Referring expression pointing data:
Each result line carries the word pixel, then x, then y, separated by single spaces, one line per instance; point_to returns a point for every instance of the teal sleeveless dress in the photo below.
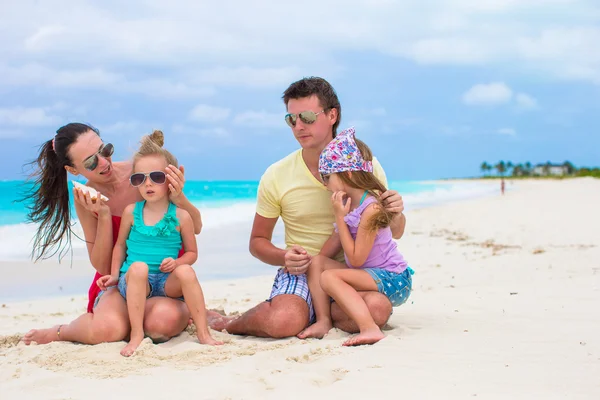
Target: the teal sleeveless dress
pixel 152 244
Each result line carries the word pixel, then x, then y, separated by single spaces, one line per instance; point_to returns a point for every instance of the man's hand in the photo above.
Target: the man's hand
pixel 297 260
pixel 168 265
pixel 339 208
pixel 106 281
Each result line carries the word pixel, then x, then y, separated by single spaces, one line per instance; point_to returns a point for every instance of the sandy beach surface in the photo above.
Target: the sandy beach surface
pixel 506 304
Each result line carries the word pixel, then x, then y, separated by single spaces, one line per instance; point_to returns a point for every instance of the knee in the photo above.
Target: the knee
pixel 110 328
pixel 327 278
pixel 380 307
pixel 286 323
pixel 164 321
pixel 185 273
pixel 138 270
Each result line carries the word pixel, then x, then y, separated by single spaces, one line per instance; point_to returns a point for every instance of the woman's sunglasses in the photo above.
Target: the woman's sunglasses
pixel 139 178
pixel 308 117
pixel 105 151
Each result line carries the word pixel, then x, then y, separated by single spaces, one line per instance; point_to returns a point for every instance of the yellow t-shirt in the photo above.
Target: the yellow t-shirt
pixel 288 190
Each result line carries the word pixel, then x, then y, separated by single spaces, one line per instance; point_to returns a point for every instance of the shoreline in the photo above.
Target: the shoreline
pixel 502 306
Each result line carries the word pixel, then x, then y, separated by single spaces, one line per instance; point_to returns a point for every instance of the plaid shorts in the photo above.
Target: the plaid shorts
pixel 286 283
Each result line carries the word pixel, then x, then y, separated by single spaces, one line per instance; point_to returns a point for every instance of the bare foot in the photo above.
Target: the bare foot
pixel 217 321
pixel 366 337
pixel 316 330
pixel 205 338
pixel 133 344
pixel 42 336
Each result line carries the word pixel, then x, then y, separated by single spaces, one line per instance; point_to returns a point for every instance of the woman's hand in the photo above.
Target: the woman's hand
pixel 176 179
pixel 96 206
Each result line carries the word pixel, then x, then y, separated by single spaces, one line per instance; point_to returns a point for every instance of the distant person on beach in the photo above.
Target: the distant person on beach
pixel 362 225
pixel 78 149
pixel 292 189
pixel 146 262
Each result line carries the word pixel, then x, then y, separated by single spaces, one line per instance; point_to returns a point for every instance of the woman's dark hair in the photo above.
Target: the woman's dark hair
pixel 49 193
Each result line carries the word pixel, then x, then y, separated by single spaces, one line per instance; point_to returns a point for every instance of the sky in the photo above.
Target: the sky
pixel 434 87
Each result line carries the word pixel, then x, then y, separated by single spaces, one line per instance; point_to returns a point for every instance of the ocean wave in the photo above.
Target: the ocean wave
pixel 16 240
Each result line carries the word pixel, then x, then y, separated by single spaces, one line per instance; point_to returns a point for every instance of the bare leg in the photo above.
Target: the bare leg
pixel 342 285
pixel 183 281
pixel 284 316
pixel 108 323
pixel 137 291
pixel 321 301
pixel 165 318
pixel 379 307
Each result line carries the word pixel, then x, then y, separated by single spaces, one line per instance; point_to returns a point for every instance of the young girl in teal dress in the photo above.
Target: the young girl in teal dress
pixel 148 259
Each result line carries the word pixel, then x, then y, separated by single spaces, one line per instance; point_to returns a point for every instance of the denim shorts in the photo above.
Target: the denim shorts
pixel 156 282
pixel 396 287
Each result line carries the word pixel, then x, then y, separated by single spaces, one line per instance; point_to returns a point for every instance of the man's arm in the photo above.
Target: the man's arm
pixel 261 246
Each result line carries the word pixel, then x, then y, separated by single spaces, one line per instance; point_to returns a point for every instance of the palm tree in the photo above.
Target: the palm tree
pixel 485 167
pixel 546 168
pixel 518 170
pixel 501 167
pixel 569 167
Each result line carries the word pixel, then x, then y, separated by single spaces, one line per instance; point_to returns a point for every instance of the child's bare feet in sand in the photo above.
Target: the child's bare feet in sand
pixel 133 344
pixel 206 338
pixel 42 336
pixel 370 336
pixel 316 330
pixel 217 321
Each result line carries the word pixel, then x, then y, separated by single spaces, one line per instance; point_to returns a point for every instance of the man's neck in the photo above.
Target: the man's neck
pixel 311 158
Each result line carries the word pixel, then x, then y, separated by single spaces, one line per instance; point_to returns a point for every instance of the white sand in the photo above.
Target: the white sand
pixel 505 305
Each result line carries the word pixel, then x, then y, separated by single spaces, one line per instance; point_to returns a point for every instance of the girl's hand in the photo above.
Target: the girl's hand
pixel 168 265
pixel 176 179
pixel 96 206
pixel 339 208
pixel 106 281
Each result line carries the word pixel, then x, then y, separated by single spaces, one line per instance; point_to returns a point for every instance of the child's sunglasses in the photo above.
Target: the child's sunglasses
pixel 105 151
pixel 139 178
pixel 308 117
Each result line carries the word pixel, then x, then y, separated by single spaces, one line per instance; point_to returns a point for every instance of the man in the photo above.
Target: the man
pixel 293 190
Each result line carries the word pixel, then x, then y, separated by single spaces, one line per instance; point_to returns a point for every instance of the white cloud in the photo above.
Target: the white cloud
pixel 193 131
pixel 507 131
pixel 488 94
pixel 260 119
pixel 27 117
pixel 187 36
pixel 526 102
pixel 206 113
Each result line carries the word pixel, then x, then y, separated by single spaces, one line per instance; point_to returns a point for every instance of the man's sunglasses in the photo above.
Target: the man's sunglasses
pixel 105 151
pixel 308 117
pixel 139 178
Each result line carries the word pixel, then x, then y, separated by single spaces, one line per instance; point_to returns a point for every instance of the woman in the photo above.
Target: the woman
pixel 78 149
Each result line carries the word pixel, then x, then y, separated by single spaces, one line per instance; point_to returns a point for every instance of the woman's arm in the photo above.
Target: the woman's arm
pixel 97 231
pixel 120 250
pixel 358 251
pixel 176 181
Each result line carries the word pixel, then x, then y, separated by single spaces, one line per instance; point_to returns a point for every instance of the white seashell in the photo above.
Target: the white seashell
pixel 86 189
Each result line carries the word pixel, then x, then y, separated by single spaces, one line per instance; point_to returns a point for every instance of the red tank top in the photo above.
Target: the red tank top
pixel 94 289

PROBLEM TO WORK ON
With the line holding "foot in the photo above." as the first and the line holding "beach in the photo above." as the last, set down that range of the entries above exactly, and nothing else.

OUTPUT FOR THIS TASK
Each result line carries the word pixel, then x, then y, separated by single spaces, one line per instance; point_to returns a point for every instance of the bare foot in the photo above.
Target: the bare foot
pixel 217 321
pixel 366 337
pixel 316 330
pixel 205 338
pixel 133 344
pixel 42 336
Each result line carries the word pixel, then x, then y, separated by single spaces, one line per instance; point_to returns a point for every instance of the woman's hand in the photo above.
Target: the woman's hand
pixel 176 179
pixel 96 206
Each result line carries the word pixel, then x, then y, separated by single spaces, one line per instance; point_to returns a point for every instance of the distant person on beach in the photo above.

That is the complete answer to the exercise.